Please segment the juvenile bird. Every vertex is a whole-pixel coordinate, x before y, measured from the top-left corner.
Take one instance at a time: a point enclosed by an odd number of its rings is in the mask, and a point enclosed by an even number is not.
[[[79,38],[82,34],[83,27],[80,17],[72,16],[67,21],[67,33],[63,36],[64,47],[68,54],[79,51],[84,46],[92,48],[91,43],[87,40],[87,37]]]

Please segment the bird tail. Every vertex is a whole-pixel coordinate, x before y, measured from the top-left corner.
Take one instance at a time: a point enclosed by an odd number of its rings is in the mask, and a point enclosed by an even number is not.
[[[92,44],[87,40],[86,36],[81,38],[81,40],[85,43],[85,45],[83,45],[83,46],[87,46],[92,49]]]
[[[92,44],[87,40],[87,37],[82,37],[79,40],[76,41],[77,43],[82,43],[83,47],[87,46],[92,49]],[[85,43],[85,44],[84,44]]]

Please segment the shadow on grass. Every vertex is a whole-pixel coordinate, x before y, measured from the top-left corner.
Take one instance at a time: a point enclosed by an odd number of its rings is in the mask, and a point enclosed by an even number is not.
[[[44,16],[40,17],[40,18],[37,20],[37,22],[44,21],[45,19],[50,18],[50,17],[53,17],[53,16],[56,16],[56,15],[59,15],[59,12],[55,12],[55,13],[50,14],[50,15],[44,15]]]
:::
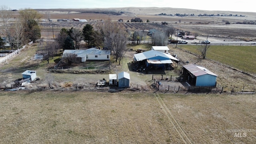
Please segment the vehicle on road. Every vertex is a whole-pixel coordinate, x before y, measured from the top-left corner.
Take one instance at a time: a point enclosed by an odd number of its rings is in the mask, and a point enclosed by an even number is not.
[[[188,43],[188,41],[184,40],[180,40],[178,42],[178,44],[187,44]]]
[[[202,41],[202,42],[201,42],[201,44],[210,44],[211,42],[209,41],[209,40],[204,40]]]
:::
## DO ZROBIENIA:
Proszę przefiltrować wiersze powyżej i przepisać każdy, w którym występuje słowo „bird”.

## WYNIK ĆWICZENIA:
Please segment the juvenile bird. Every vertex is a whole-pixel coordinate, x before y, measured from the top-left corner.
Please segment the bird tail. Every vertex is a whole-pixel coordinate, x before y, measured from the top-left corner.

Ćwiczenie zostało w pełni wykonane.